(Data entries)
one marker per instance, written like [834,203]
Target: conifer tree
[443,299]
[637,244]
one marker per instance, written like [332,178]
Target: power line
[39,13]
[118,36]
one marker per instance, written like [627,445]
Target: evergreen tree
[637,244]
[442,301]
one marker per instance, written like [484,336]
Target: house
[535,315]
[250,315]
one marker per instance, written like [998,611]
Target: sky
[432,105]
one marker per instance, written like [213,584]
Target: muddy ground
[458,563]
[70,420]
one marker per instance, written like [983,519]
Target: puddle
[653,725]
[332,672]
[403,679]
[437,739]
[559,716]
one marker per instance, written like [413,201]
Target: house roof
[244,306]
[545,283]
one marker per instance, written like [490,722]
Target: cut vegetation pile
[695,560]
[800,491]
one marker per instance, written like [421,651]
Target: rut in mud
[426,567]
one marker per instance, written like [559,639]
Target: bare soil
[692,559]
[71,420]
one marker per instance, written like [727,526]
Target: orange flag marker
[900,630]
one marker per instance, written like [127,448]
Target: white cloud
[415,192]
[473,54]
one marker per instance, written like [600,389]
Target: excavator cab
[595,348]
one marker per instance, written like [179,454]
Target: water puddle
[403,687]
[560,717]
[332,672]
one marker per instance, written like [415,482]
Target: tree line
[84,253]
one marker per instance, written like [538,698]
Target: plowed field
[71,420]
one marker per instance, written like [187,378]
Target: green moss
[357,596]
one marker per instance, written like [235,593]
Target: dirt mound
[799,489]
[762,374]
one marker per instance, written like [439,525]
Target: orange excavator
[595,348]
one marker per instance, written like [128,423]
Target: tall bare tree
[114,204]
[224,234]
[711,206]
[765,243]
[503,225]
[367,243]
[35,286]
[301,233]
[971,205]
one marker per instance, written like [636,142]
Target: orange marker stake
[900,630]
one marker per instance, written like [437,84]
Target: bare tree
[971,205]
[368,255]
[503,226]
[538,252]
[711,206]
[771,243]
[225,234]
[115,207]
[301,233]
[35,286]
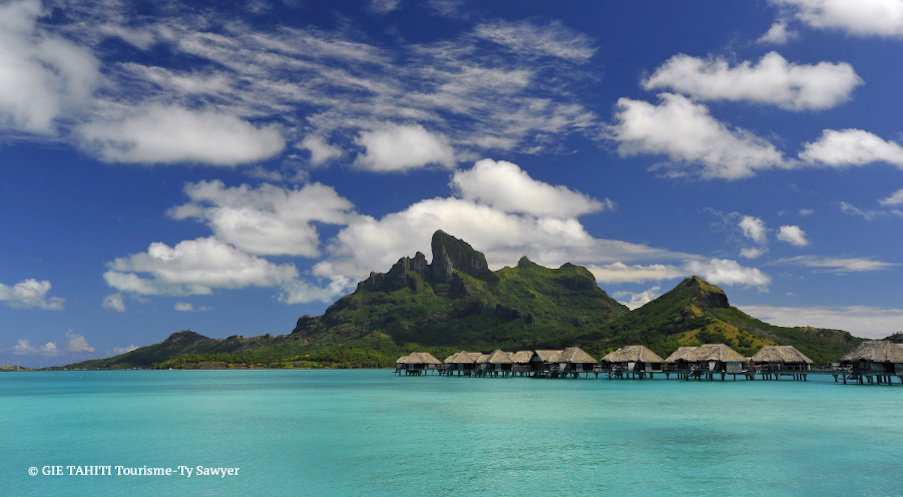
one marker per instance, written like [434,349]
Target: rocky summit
[456,302]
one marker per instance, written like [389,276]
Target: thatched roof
[707,352]
[575,355]
[521,356]
[880,351]
[463,358]
[548,355]
[418,358]
[633,353]
[681,353]
[780,353]
[499,357]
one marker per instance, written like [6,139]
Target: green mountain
[455,302]
[697,312]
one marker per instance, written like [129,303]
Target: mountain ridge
[455,302]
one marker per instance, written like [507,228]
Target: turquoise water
[372,433]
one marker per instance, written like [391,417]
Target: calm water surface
[324,433]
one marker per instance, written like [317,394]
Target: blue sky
[227,169]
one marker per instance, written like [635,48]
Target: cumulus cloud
[752,252]
[895,199]
[267,220]
[772,80]
[640,299]
[31,294]
[716,271]
[507,187]
[868,215]
[302,292]
[778,34]
[320,150]
[403,147]
[383,6]
[114,302]
[619,272]
[695,142]
[882,18]
[24,347]
[122,350]
[166,134]
[839,265]
[862,321]
[728,272]
[194,267]
[754,229]
[43,77]
[189,307]
[554,40]
[793,235]
[851,147]
[77,343]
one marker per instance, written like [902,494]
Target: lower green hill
[455,302]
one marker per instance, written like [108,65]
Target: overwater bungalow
[774,361]
[706,361]
[498,363]
[544,363]
[521,361]
[574,361]
[632,360]
[417,363]
[461,363]
[873,361]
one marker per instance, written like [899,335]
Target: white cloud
[793,235]
[384,6]
[370,244]
[772,80]
[619,272]
[851,147]
[122,350]
[189,307]
[752,253]
[868,215]
[194,267]
[895,199]
[24,347]
[727,272]
[77,343]
[862,321]
[267,220]
[694,140]
[640,299]
[302,292]
[778,34]
[838,265]
[715,271]
[861,17]
[754,229]
[161,134]
[507,187]
[320,150]
[43,77]
[114,302]
[403,147]
[531,39]
[31,294]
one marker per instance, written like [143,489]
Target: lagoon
[369,432]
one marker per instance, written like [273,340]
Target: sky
[227,167]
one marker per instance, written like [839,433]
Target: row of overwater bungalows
[870,361]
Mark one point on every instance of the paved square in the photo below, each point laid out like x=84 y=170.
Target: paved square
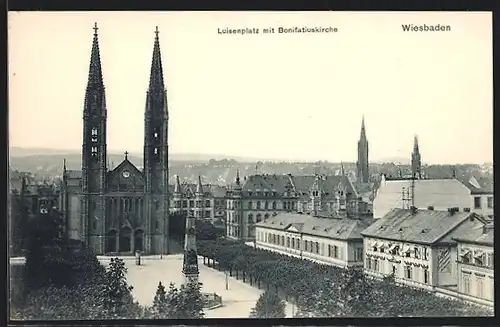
x=237 y=301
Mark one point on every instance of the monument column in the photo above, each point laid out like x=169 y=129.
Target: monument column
x=190 y=263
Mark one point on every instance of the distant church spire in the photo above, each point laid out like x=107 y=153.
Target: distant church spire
x=199 y=186
x=95 y=70
x=177 y=188
x=362 y=172
x=416 y=164
x=156 y=78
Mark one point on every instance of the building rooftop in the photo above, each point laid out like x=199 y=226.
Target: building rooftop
x=335 y=228
x=440 y=193
x=484 y=236
x=299 y=186
x=420 y=226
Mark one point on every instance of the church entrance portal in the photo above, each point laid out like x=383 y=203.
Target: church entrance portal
x=111 y=242
x=138 y=240
x=125 y=240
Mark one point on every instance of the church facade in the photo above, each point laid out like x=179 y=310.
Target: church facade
x=125 y=209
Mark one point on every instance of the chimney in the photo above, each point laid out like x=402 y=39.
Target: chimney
x=487 y=228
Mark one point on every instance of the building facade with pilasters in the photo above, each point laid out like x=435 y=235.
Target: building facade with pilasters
x=417 y=246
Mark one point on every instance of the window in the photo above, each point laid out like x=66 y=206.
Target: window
x=489 y=260
x=358 y=254
x=426 y=276
x=477 y=202
x=425 y=254
x=408 y=272
x=466 y=284
x=479 y=288
x=490 y=202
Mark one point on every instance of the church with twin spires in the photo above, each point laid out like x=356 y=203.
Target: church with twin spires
x=125 y=209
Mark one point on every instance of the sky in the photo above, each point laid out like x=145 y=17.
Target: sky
x=275 y=96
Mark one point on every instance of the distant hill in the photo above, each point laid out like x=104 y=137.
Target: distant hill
x=396 y=160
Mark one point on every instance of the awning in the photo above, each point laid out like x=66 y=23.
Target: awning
x=465 y=253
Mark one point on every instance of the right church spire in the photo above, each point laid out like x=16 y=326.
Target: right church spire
x=362 y=173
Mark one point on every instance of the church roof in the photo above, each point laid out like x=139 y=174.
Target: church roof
x=301 y=185
x=123 y=166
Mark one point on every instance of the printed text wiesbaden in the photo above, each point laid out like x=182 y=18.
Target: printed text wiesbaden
x=426 y=28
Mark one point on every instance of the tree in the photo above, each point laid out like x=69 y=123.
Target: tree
x=355 y=294
x=190 y=301
x=117 y=293
x=160 y=304
x=269 y=305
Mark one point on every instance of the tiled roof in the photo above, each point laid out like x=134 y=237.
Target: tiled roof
x=480 y=236
x=423 y=226
x=190 y=189
x=478 y=185
x=335 y=228
x=440 y=193
x=328 y=184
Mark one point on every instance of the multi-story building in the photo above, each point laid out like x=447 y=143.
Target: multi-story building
x=124 y=209
x=441 y=194
x=476 y=276
x=200 y=200
x=417 y=246
x=333 y=241
x=263 y=196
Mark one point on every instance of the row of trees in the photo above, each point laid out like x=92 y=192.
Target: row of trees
x=324 y=291
x=63 y=281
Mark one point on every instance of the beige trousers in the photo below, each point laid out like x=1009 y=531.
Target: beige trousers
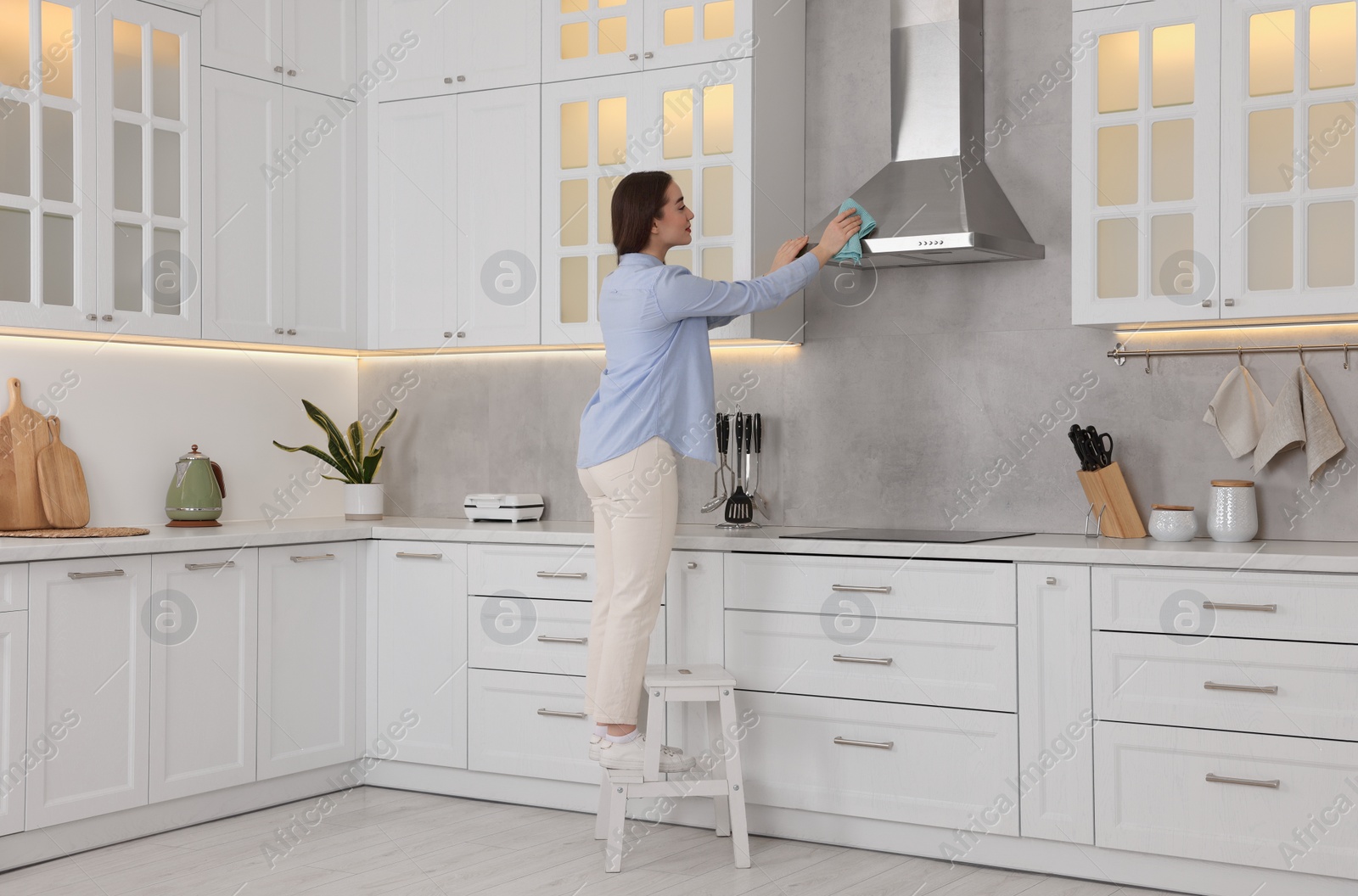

Task item:
Check each line of the data above for the word "below", then state how many lines have it. Give the number alone.

Your solution:
2